AIM:
Turn each line of the records below into one entry of a numbered list, skipping blank lines.

++++++++

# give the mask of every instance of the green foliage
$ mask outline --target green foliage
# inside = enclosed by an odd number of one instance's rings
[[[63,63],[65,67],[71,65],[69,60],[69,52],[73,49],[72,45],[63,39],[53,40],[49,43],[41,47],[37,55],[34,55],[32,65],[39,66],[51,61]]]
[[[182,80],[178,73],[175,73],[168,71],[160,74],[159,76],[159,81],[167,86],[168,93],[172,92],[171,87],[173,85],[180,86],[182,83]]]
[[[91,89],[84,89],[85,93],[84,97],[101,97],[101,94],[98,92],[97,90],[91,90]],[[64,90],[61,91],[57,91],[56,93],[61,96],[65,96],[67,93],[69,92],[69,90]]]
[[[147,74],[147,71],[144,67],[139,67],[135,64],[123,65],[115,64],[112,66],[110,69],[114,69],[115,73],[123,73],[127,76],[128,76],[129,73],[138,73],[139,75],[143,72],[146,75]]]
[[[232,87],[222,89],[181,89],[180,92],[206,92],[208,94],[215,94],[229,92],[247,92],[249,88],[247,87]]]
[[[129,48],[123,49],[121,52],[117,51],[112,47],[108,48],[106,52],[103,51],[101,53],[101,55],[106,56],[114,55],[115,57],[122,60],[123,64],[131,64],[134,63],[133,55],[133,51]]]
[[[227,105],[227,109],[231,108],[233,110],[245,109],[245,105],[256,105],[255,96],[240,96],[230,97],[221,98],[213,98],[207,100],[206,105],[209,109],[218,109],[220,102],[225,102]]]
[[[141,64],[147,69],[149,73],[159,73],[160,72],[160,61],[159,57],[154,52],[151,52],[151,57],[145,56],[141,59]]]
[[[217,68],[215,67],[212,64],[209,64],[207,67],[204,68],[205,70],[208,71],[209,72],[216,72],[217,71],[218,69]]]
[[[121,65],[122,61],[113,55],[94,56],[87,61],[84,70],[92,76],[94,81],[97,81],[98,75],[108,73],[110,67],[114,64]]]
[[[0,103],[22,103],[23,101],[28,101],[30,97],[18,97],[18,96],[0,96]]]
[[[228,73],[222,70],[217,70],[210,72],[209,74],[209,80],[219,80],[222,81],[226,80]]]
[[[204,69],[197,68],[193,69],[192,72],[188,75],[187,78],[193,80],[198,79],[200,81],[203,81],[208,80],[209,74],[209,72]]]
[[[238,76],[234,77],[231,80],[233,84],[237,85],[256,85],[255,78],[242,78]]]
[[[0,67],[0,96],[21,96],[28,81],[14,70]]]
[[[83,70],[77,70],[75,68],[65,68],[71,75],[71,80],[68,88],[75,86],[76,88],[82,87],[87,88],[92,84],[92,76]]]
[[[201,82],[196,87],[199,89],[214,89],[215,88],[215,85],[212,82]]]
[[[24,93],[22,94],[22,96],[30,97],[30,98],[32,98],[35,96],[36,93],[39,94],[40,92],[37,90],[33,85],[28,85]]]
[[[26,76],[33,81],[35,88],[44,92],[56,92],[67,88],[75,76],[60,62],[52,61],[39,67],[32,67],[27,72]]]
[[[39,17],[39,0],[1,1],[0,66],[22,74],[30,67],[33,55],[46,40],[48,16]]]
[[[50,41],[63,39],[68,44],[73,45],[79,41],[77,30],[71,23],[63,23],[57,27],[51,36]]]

++++++++

WRITTEN ANSWER:
1. # give the mask of every instance of the green foliage
2. $ mask outline --target green foliage
3. # inside = enclosed by an odd number of one instance's rings
4. [[[63,63],[65,67],[71,65],[69,60],[69,52],[73,49],[72,45],[63,39],[53,40],[49,43],[41,47],[37,55],[34,55],[32,65],[39,66],[51,61]]]
5. [[[182,80],[178,73],[175,73],[168,71],[160,74],[159,76],[159,81],[167,86],[168,93],[172,92],[171,87],[173,85],[180,86],[182,83]]]
6. [[[91,89],[84,89],[85,93],[84,97],[101,97],[101,94],[98,92],[97,90],[91,90]],[[64,90],[61,91],[57,91],[56,93],[61,96],[65,96],[67,93],[69,92],[69,90]]]
7. [[[147,74],[147,71],[144,67],[139,67],[135,64],[123,65],[115,64],[112,66],[110,69],[114,69],[115,73],[123,73],[127,76],[128,76],[129,73],[138,73],[139,75],[143,72],[146,75]]]
8. [[[232,87],[222,89],[181,89],[180,92],[206,92],[208,94],[215,94],[229,92],[247,92],[249,88],[247,87]]]
9. [[[129,48],[123,49],[121,52],[117,51],[112,47],[108,48],[106,52],[103,51],[101,53],[101,55],[106,56],[114,55],[115,57],[122,60],[123,64],[131,64],[134,63],[133,55],[133,51]]]
10. [[[227,105],[227,109],[231,108],[233,110],[245,109],[245,105],[256,105],[255,96],[240,96],[230,97],[221,98],[213,98],[207,100],[206,105],[209,109],[218,109],[220,102],[225,102]]]
11. [[[141,64],[147,69],[149,73],[159,73],[160,72],[160,61],[159,57],[154,52],[151,52],[151,57],[145,56],[141,59]]]
12. [[[217,68],[215,67],[212,64],[209,64],[207,67],[204,68],[205,70],[208,71],[209,72],[216,72],[217,71],[218,69]]]
13. [[[121,65],[122,61],[113,55],[94,56],[87,61],[84,70],[92,76],[94,81],[97,81],[98,75],[108,73],[110,67],[114,64]]]
14. [[[0,103],[22,103],[23,101],[28,101],[30,97],[18,97],[18,96],[0,96]]]
15. [[[228,73],[222,70],[217,70],[210,72],[209,74],[209,80],[219,80],[222,81],[226,80]]]
16. [[[204,69],[197,68],[193,69],[192,72],[188,75],[187,78],[193,80],[198,79],[200,81],[203,81],[208,80],[209,74],[209,72]]]
17. [[[238,76],[234,77],[231,80],[233,84],[237,85],[256,85],[255,78],[242,78]]]
18. [[[0,67],[0,96],[21,96],[28,81],[14,70]]]
19. [[[83,70],[77,70],[75,68],[65,68],[71,75],[71,80],[68,88],[75,86],[76,88],[82,87],[87,88],[92,84],[92,76]]]
20. [[[201,82],[196,87],[199,89],[214,89],[215,88],[215,85],[212,82]]]
21. [[[24,93],[22,94],[22,96],[30,97],[30,98],[32,98],[35,96],[36,93],[39,94],[40,92],[37,90],[33,85],[28,85]]]
22. [[[26,76],[33,81],[35,88],[44,92],[56,92],[67,88],[75,76],[60,62],[52,61],[39,67],[32,67],[27,72]]]
23. [[[39,17],[39,0],[1,1],[0,66],[22,74],[30,67],[33,55],[46,40],[48,16]]]
24. [[[50,41],[63,39],[68,44],[73,45],[79,41],[77,30],[71,23],[63,23],[57,27],[51,36]]]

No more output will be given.